PASSAGE FOR REVIEW below:

3) Speaking out on controversial issues is risky for Olympic athletes — but worth it

Runner John Carlos raised his fist in protest on the medals podium at the 1968 Mexico City Olympics, and paid dearly for it in the days and years that followed. He and Tommie Smith, who also raised his fist, were suspended from the US Olympic team and had to leave Mexico City.

It only got worse from there:

A lot of people walked away from me. They weren't walking away because they didn't have love for me or they had disdain for me. They were walking away because they were afraid. What they saw happening to me, they didn't want it to happen to them and theirs.

My wife and kids were tormented. I was strong enough to deal with whatever people threw at me, because this is the life I'd signed up for. But not my family. My marriage crumbled. I got divorced. It was like the Terminator coming and shooting one of his ray guns through my suit of armor.

End of PASSAGE FOR REVIEW.

ACTIONS TO TAKE:
[1] List each sentence of the paragraph beginning "A lot of people walked away from me" in the passage about John Carlos.
[2] Reproduce the stretch of the passage about John Carlos from "A lot of people" through "them and theirs.".
The items below the passage come from a separate source.

RECORDED INFORMATION below:

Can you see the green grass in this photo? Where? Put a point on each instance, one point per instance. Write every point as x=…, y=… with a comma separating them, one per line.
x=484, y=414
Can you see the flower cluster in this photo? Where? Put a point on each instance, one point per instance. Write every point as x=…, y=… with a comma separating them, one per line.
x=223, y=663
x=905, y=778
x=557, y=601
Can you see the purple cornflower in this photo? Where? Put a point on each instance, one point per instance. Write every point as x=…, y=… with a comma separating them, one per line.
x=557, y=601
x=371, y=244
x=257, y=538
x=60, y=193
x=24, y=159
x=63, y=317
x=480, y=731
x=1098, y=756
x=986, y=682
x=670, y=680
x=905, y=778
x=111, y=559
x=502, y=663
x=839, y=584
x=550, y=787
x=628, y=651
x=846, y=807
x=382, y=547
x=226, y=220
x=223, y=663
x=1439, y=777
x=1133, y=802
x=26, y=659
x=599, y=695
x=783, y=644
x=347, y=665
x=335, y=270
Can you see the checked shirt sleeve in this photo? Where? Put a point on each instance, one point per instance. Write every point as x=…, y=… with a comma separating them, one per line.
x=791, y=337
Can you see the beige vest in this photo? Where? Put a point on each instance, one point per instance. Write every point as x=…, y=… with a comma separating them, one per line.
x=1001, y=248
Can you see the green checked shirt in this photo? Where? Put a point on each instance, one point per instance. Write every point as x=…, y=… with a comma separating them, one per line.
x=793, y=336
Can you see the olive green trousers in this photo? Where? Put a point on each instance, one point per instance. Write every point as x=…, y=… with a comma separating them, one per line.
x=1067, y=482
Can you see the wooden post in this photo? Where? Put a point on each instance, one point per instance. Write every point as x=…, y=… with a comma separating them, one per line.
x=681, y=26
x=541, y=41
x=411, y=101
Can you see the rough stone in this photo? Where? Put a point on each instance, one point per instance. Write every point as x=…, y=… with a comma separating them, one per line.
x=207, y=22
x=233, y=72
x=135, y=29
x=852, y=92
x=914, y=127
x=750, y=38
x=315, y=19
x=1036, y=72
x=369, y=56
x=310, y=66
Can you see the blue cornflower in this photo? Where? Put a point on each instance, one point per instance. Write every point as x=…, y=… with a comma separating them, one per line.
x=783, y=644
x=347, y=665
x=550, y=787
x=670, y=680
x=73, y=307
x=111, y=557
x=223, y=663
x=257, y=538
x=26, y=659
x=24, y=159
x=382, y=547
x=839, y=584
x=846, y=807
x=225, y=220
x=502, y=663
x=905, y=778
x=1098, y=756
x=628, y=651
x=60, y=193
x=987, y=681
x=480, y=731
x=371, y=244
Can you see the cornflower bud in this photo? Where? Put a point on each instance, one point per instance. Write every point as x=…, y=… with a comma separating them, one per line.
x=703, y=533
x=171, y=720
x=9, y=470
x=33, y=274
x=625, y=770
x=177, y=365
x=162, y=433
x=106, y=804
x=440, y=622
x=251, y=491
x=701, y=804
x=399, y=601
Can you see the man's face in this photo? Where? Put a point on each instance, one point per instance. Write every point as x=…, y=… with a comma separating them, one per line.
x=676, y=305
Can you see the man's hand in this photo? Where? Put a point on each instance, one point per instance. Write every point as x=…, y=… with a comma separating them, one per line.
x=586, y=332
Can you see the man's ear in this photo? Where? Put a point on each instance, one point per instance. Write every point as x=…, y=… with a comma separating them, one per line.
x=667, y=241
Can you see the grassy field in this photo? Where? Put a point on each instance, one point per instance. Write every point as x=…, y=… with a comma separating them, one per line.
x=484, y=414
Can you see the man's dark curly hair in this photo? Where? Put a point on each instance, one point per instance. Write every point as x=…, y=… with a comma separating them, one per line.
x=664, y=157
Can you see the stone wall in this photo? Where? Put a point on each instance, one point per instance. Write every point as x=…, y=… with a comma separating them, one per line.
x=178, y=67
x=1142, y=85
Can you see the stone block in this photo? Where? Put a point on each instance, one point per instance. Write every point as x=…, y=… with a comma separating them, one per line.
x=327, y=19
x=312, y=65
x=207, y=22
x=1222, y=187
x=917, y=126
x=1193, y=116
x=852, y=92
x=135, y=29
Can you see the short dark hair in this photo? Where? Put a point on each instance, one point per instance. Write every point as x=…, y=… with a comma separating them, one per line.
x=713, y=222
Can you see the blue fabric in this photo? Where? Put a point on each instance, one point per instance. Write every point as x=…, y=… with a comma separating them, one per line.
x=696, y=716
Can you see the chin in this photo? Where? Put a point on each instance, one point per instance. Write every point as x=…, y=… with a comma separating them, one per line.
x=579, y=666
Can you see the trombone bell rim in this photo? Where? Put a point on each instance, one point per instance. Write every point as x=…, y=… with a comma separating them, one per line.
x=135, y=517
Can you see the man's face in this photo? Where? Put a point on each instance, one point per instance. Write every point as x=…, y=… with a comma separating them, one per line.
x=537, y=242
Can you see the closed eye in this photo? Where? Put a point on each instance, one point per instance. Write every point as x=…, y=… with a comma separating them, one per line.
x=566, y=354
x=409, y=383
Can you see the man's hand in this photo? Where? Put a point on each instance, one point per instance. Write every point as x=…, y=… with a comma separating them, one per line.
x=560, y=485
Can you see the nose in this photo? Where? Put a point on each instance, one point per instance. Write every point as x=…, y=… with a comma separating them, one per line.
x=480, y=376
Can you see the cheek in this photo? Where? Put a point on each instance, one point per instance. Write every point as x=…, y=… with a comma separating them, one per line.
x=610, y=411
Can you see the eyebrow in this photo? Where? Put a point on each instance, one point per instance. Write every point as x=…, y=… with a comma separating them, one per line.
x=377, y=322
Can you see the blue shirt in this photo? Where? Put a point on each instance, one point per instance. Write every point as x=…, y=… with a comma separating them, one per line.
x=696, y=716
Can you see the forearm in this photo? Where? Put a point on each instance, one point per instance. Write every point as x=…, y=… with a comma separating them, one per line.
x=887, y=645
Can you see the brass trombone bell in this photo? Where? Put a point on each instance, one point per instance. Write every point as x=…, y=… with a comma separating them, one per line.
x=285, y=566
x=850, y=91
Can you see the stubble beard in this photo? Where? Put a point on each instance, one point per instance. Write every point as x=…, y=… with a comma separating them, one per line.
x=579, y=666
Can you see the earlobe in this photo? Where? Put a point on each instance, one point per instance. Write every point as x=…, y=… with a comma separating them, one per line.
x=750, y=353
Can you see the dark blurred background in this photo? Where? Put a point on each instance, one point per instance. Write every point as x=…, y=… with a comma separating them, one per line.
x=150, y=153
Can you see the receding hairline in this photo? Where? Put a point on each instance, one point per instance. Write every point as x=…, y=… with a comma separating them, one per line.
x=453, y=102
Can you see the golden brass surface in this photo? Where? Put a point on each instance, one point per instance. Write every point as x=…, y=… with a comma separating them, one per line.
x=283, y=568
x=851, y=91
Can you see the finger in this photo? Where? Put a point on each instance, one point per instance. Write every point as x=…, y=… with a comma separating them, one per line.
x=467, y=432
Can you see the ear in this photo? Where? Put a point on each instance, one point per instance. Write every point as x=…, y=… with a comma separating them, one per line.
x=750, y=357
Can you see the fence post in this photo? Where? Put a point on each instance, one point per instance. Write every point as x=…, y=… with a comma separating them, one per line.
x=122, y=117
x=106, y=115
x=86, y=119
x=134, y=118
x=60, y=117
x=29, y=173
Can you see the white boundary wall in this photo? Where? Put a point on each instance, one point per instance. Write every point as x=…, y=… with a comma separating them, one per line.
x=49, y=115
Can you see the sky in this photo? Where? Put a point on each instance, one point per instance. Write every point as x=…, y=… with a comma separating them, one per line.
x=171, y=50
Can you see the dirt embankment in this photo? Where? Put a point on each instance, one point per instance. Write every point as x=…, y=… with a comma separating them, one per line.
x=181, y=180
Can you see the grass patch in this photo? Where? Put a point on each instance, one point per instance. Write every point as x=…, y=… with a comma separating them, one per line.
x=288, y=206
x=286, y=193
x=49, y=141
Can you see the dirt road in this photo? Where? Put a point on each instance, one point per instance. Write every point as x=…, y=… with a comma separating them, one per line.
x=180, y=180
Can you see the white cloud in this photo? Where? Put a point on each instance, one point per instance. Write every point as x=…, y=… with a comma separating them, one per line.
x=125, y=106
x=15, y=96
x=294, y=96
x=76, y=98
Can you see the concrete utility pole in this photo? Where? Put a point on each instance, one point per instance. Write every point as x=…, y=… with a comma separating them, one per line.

End of RECORDED INFORMATION.

EXPECTED OUTPUTS:
[1]
A lot of people walked away from me.
They weren't walking away because they didn't have love for me or they had disdain for me.
They were walking away because they were afraid.
What they saw happening to me, they didn't want it to happen to them and theirs.

[2]
A lot of people walked away from me. They weren't walking away because they didn't have love for me or they had disdain for me. They were walking away because they were afraid. What they saw happening to me, they didn't want it to happen to them and theirs.